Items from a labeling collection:
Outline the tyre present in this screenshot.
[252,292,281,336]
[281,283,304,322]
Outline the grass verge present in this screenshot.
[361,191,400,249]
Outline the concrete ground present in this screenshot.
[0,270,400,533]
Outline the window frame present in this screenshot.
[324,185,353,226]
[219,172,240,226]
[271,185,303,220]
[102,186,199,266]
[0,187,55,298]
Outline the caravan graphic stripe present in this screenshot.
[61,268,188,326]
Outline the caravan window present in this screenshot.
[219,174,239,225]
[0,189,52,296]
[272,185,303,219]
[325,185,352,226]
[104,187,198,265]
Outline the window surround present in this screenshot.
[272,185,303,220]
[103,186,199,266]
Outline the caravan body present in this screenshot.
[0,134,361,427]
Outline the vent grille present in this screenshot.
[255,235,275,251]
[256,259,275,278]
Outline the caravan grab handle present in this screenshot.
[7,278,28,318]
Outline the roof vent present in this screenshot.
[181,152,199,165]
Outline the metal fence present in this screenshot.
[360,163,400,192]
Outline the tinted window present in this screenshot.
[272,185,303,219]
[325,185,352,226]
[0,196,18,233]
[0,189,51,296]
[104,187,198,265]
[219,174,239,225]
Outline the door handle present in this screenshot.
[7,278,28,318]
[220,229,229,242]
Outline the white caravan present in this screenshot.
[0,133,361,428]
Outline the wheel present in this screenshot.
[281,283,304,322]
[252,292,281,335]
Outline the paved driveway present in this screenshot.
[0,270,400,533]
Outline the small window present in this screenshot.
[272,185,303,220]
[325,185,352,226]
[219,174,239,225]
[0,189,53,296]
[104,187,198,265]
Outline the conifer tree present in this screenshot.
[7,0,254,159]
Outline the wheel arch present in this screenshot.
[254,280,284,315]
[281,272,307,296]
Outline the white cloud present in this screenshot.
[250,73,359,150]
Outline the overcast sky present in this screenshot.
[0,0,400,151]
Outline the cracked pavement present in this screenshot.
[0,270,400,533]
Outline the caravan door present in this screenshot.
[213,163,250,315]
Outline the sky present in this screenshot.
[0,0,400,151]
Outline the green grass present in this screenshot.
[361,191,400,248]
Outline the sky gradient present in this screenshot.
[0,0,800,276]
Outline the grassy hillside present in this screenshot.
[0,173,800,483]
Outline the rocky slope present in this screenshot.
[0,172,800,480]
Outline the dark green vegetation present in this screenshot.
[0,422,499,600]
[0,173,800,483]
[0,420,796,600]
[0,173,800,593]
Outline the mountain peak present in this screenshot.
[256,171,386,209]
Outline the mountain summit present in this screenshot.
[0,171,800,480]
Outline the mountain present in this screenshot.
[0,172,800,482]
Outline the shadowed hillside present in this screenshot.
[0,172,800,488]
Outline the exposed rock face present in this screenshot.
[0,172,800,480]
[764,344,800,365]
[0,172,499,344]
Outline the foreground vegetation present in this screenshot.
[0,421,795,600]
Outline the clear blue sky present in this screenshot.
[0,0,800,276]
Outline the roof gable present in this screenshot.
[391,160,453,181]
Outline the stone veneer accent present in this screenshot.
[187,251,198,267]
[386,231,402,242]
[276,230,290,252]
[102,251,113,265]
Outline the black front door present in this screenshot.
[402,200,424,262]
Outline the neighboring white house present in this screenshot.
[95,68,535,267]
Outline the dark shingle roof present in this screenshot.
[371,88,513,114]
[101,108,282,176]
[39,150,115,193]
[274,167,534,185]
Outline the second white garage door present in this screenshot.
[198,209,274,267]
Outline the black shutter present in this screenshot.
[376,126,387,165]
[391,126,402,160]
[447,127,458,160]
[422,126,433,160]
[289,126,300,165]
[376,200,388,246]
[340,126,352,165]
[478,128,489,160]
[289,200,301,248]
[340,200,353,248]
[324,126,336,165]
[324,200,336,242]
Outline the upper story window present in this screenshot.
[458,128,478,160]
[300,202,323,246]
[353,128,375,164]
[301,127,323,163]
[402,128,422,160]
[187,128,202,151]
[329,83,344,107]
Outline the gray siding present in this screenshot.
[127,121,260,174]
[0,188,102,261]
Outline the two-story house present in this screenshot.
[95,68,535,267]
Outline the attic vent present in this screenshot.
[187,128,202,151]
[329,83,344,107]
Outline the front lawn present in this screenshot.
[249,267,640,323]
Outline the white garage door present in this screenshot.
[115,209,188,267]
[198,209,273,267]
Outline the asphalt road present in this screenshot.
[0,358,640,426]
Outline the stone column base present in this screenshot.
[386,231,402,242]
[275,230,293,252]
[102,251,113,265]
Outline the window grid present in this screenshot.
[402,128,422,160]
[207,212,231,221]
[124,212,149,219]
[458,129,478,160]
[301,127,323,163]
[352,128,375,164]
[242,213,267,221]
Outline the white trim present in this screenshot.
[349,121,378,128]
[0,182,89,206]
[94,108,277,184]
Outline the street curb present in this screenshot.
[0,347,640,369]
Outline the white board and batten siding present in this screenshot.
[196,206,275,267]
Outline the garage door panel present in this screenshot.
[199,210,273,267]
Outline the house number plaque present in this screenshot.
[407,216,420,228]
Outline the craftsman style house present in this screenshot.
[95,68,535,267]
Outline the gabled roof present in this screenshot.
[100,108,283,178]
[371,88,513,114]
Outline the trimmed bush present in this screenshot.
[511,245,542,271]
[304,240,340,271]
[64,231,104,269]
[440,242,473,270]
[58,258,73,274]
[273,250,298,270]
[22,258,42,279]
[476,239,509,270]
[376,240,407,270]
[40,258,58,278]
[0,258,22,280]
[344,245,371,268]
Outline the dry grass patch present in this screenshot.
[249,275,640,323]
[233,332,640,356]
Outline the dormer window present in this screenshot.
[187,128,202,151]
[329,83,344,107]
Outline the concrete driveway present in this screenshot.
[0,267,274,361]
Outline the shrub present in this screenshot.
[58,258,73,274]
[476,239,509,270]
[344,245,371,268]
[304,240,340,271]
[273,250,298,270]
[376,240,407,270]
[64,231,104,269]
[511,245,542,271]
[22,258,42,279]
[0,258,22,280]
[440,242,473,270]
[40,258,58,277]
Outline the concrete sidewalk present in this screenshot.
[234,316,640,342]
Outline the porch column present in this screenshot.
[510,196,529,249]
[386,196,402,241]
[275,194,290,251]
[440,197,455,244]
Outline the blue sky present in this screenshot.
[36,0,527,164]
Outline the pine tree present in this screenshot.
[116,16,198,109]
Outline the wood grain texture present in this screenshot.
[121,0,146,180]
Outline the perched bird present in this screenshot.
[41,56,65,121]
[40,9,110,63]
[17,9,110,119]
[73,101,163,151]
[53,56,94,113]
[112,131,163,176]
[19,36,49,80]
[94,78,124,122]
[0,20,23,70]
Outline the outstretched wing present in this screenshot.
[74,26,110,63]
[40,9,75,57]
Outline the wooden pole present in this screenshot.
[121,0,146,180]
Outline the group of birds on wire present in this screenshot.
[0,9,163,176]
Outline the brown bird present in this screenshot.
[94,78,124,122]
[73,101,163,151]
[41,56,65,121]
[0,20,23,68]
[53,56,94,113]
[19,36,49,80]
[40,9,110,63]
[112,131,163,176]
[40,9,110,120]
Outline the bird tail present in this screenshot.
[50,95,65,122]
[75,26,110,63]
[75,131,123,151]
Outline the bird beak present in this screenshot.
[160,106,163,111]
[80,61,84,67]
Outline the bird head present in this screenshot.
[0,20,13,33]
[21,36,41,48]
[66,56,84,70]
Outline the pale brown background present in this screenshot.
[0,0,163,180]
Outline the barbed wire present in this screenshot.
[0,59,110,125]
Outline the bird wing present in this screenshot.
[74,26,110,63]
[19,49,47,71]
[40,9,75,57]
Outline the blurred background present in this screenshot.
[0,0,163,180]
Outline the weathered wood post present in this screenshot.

# EXERCISE DETAILS
Reproduce every item above, swapping "screenshot" for "image" wherever it occurs and leaving all other text unchanged.

# COMPLETE OUTPUT
Outline the tyre present in this image.
[252,292,281,336]
[281,283,304,322]
Outline the grass verge present in this image.
[361,191,400,249]
Outline the concrete ground present in this image.
[0,270,400,533]
Outline the window frame present in this image.
[324,185,353,226]
[219,172,240,226]
[271,185,303,220]
[102,186,199,266]
[0,187,55,298]
Outline the caravan graphic stripe present in this image.
[61,268,188,326]
Outline the caravan window present in this image.
[219,174,239,225]
[0,189,52,296]
[272,185,303,219]
[325,185,352,226]
[104,187,198,265]
Outline the window surround present in this image.
[272,185,303,220]
[103,186,199,266]
Outline the caravan body present in this image.
[0,134,361,427]
Outline the vent grille present in this image.
[255,235,275,251]
[256,259,275,278]
Outline the caravan grab handle present in this image.
[7,278,28,318]
Outline the roof vent present in this image.
[181,152,199,165]
Outline the metal fence present in this image.
[360,163,400,192]
Outline the tinted window present in this image.
[272,185,303,219]
[325,185,352,226]
[0,196,18,233]
[0,189,51,296]
[104,187,198,265]
[219,174,239,225]
Outline the door handle present in this image.
[7,278,28,318]
[220,229,229,242]
Outline the white caravan present in this image.
[0,133,361,428]
Outline the wheel present in this image.
[281,283,304,322]
[252,292,281,335]
Outline the paved driveway present in this image.
[0,270,400,533]
Outline the small window present in this image.
[272,185,303,220]
[325,185,352,226]
[219,174,239,225]
[0,189,53,296]
[104,187,198,265]
Outline the conifer tree present in this image.
[7,0,254,159]
Outline the wheel arch present in this image.
[254,280,284,315]
[281,272,307,296]
Outline the white cloud present in this image.
[250,73,359,150]
Outline the overcast sky present in this image.
[0,0,400,151]
Outline the cracked pavement present in this image.
[0,270,400,533]
Outline the caravan door present in this image.
[213,163,250,315]
Outline the sky present in this image.
[0,0,400,151]
Outline the green grass present in this image.
[361,191,400,248]
Outline the sky gradient present in this image.
[0,0,800,276]
Outline the grassy hillside present in this image.
[0,173,800,483]
Outline the rocky slope present in this image.
[0,172,800,480]
Outline the dark green vegetation present in this image.
[0,422,499,600]
[0,173,800,483]
[0,420,796,600]
[0,173,800,593]
Outline the mountain peak present in this image.
[256,171,386,209]
Outline the mountain summit present in this image.
[0,171,800,480]
Outline the mountain present in this image.
[0,172,800,482]
Outline the shadowed hillside present in this image.
[0,172,800,488]
Outline the exposed rock face present in this image.
[0,172,800,480]
[764,344,800,365]
[0,172,499,344]
Outline the foreground vegetation present in this image.
[0,421,795,600]
Outline the clear blue sky present in this image.
[0,0,800,276]
Outline the roof gable present in this image.
[391,160,453,181]
Outline the stone veneer accent present in this image.
[187,251,198,267]
[386,231,402,242]
[276,230,290,252]
[102,251,113,265]
Outline the black front door present in this image.
[402,200,424,262]
Outline the neighboring white house present in this image.
[95,68,535,267]
Outline the dark shingle roof present in this image.
[371,88,513,114]
[101,108,282,176]
[39,150,115,193]
[274,167,534,185]
Outline the second white garage door present in this image.
[198,209,274,267]
Outline the black shutter present in this image.
[376,126,387,165]
[391,126,402,160]
[447,127,458,160]
[422,126,433,160]
[289,126,300,165]
[376,200,388,246]
[340,126,352,165]
[478,128,489,160]
[289,200,301,248]
[340,200,353,248]
[324,126,336,165]
[324,200,336,242]
Outline the upper story window present in this image.
[458,128,478,160]
[300,202,323,246]
[353,128,375,164]
[301,127,323,163]
[402,128,422,160]
[187,128,202,151]
[329,83,344,107]
Outline the gray siding present in this image.
[127,121,260,174]
[0,188,102,261]
Outline the two-story house present in this image.
[95,68,535,267]
Outline the attic vent present in this image.
[187,128,202,151]
[329,83,344,107]
Outline the front lawn present in this image.
[249,267,640,323]
Outline the white garage door present in this image.
[115,209,188,267]
[198,209,273,267]
Outline the asphalt road present in this image.
[0,358,640,426]
Outline the stone column base present in this image.
[386,231,402,242]
[275,230,293,252]
[102,251,113,265]
Outline the window grid present in this image.
[402,128,422,160]
[207,212,231,221]
[124,212,149,219]
[458,129,478,160]
[301,127,323,163]
[352,128,375,164]
[242,213,267,221]
Outline the white trim present in this image.
[349,121,378,128]
[0,182,89,206]
[94,108,277,184]
Outline the street curb present in this image.
[0,347,640,369]
Outline the white board and batten siding present in this image.
[196,206,275,267]
Outline the garage door panel present in this image.
[199,210,273,267]
Outline the house number plaque present in this image.
[407,216,420,228]
Outline the craftsman style house present in this image.
[95,68,535,267]
Outline the gabled roof present in this image.
[100,108,283,178]
[371,88,513,114]
Outline the trimmed bush present in this image.
[511,245,542,271]
[304,240,340,271]
[64,231,104,269]
[440,242,473,270]
[58,258,73,274]
[273,250,298,270]
[22,258,42,279]
[476,239,509,270]
[376,240,407,270]
[40,258,58,278]
[0,258,22,280]
[344,245,371,268]
Outline the dry grass patch present in this image.
[249,275,640,323]
[233,332,640,356]
Outline the dormer window present in this image.
[187,128,202,151]
[329,83,344,107]
Outline the concrete driveway present in this image.
[0,267,274,361]
Outline the shrub present in this image.
[58,258,73,274]
[476,239,509,270]
[344,245,371,268]
[304,240,340,271]
[273,250,298,270]
[376,240,407,270]
[64,231,104,269]
[511,245,542,271]
[22,258,42,279]
[0,258,22,280]
[440,242,473,270]
[40,258,58,277]
Outline the concrete sidewalk present in this image.
[234,316,640,342]
Outline the porch column present in this image.
[510,196,529,249]
[386,196,402,241]
[275,194,290,251]
[440,197,455,244]
Outline the blue sky present in this image.
[36,0,527,164]
Outline the pine tree present in this image.
[116,16,198,109]
Outline the wood grain texture present in this image.
[121,0,146,180]
Outline the perched bird present in this image.
[41,56,65,121]
[40,9,110,63]
[17,9,110,119]
[73,101,163,151]
[53,56,94,113]
[112,131,163,176]
[19,36,49,80]
[94,78,124,122]
[0,20,23,70]
Outline the outstretched wing present in this image.
[74,26,110,63]
[40,9,75,57]
Outline the wooden pole present in this image.
[121,0,146,180]
Outline the group of birds on wire present in this image.
[0,9,163,176]
Outline the brown bird present in this image.
[94,78,124,122]
[73,101,163,151]
[41,56,65,121]
[0,20,23,68]
[53,56,94,113]
[19,36,49,80]
[40,9,110,63]
[112,131,163,176]
[40,9,110,120]
Outline the bird tail present in this image.
[50,95,65,122]
[75,26,110,63]
[75,131,123,151]
Outline the bird beak present in this image.
[160,106,163,111]
[80,61,84,67]
Outline the bird head present in this image.
[0,20,13,33]
[21,36,41,48]
[66,56,84,70]
Outline the pale brown background present in this image.
[0,0,163,180]
Outline the barbed wire present in this image.
[0,59,110,125]
Outline the bird wing present in this image.
[74,26,110,63]
[19,49,47,71]
[40,9,75,57]
Outline the blurred background present in this image.
[0,0,163,180]
Outline the weathered wood post present in this image.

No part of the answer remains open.